Copy the lines below as they are; omit the images they contain.
··· PROVIDED MATERIAL ···
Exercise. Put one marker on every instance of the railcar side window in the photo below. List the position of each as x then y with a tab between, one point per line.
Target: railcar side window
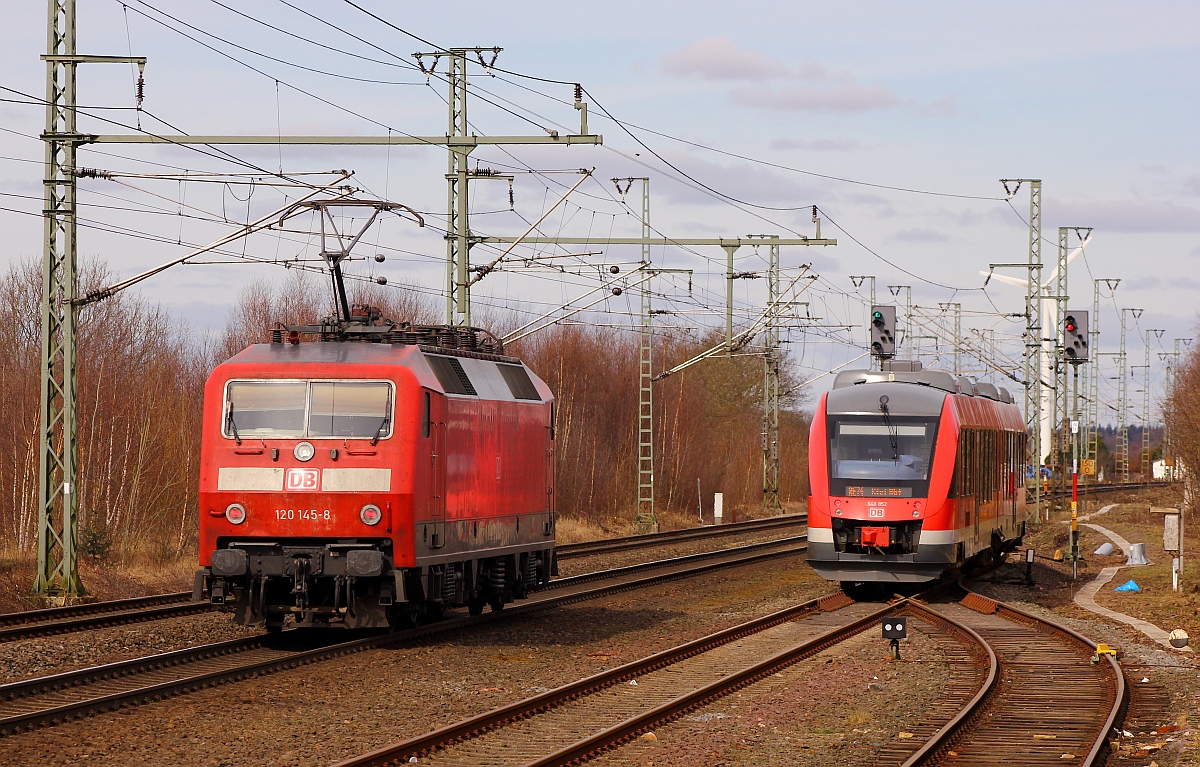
265	408
346	408
359	409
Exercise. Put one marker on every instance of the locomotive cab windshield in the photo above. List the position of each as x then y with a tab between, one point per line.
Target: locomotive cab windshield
313	409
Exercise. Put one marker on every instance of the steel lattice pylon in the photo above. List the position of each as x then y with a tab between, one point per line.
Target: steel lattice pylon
771	389
646	520
58	490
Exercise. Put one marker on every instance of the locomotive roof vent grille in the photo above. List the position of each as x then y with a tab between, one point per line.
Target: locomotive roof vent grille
519	382
450	375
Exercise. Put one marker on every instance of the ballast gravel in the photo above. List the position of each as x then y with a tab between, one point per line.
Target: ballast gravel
321	713
66	652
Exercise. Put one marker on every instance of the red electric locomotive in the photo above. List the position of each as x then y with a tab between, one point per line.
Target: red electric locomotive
378	473
913	473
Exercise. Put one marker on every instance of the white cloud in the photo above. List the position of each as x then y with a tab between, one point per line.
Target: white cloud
850	97
720	59
1129	216
816	144
921	235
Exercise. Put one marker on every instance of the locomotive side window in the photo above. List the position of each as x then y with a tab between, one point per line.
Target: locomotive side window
346	408
265	408
359	409
425	414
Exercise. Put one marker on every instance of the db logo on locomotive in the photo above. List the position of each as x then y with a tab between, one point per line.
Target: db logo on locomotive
303	479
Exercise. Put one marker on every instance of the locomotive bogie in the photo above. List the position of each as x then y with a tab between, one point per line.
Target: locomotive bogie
364	484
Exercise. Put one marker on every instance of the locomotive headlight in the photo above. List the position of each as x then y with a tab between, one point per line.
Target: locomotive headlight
235	513
371	514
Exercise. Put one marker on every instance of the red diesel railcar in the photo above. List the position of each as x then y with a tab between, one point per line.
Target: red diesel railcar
913	473
359	484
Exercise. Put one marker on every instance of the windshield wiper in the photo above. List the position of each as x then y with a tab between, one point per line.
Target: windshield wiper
379	431
893	432
231	424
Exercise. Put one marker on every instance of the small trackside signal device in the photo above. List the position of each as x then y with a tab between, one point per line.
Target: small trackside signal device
1074	337
895	628
883	331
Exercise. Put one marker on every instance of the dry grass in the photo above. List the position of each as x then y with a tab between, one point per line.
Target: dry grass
144	576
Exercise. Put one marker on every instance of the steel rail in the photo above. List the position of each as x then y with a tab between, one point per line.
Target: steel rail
106	617
47	622
576	589
568	551
423	745
960	725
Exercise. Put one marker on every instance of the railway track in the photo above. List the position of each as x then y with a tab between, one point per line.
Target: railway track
59	697
19	625
33	623
582	719
1050	705
1024	691
570	551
···
#### RESULT
Exercise. Put one marker on every instance of the railcar side window in the photo below. List the position of each as x then y with a tab between, one point per line.
Target: railcar side window
265	408
346	408
359	409
Exercise. Put one marker on every instance of the locomotive cab windshield in the photo above. List the position of each as x then y with a tab between, one point per line.
Target: locomotive cab windshield
313	409
Exercise. Put one marker on every instance of the steel lattice pylon in the photo above. List the position of each as x then y with a tab between, one point per line.
Target: steel lattice pylon
771	389
646	520
58	490
Exercise. Put one marker on every instance of the locomotive roof vent grille in the photo above. List the position of each as x then y with a tab between, one point per line.
Target: locomotive roof vent grille
519	382
450	375
Exercise. Put one marker on every instance of the ballast gravel in the photo above. List the position of each as x then y with a tab between, one point per line.
Target: ballast gravel
321	713
66	652
Exercise. Put one marker on every instance of the red electric locomotive in the photo above. List the position of each as x then y with a tab between, one point per line.
Target: red electric locomotive
378	473
913	473
Exercise. Put one marker on every instance of the white cloud in the photo above. List the position of each as x then y with a tab between, one point per line.
Target: white cloud
850	97
720	59
1129	216
816	144
921	235
Exercise. Put one marker on every instance of the locomotive side window in the photo above. List the position of each as x then y with a tab between, one point per line.
Target: locomotive side window
346	408
265	408
359	409
425	414
Exercise. Put one marker on every instance of the db logo on locomotive in the photo above. List the position of each as x then y with a tab between, one point per line.
Target: db logo on locomotive
303	479
Exercise. Put one marker on every instance of the locomotive bogie in the photo above. List the position of each as x then y with a tab between, one point per line.
Target: locomotive bogie
364	484
Exercise. Put one marker on every instance of the locomotive headlight in the photo above. List the position of each as x then y with a tab between, one point per line.
Target: locomotive headlight
235	513
371	514
Exercise. Put one marker on every instance of the red diesel railcar in the photo above. List the position of each as x then y with a tab between, one point per line.
Target: red diesel railcar
913	473
359	484
Exercise. Put one marker on every instance of the windshield wiper in the photo above. List the position of each as x then y with a tab between, one point per line.
Target: windshield wiper
379	431
893	432
231	424
Exercise. Put one marker on every instance of the small trackside signal device in the photo above. List the position of each as x then y with a tab between, one point per line.
Target: small trackside signal device
1074	337
895	628
883	331
Exercise. Put one marker on every instance of the dry grass in the photo above. List the position of each as x then y with a tab between, one point per line.
Target: dry grass
144	576
Exercise. Put one marker on every instance of the steel rail in the photo above. List the position of each as x then y with a tab between, one point per line.
Target: steel rail
106	617
47	622
576	589
568	551
423	745
960	725
Exercise. Put one marker on every instance of the railway track in the photo above. List the position of each as x then y with a tab between, one point per line.
Target: railway track
59	697
19	625
33	623
582	719
1050	705
1024	691
570	551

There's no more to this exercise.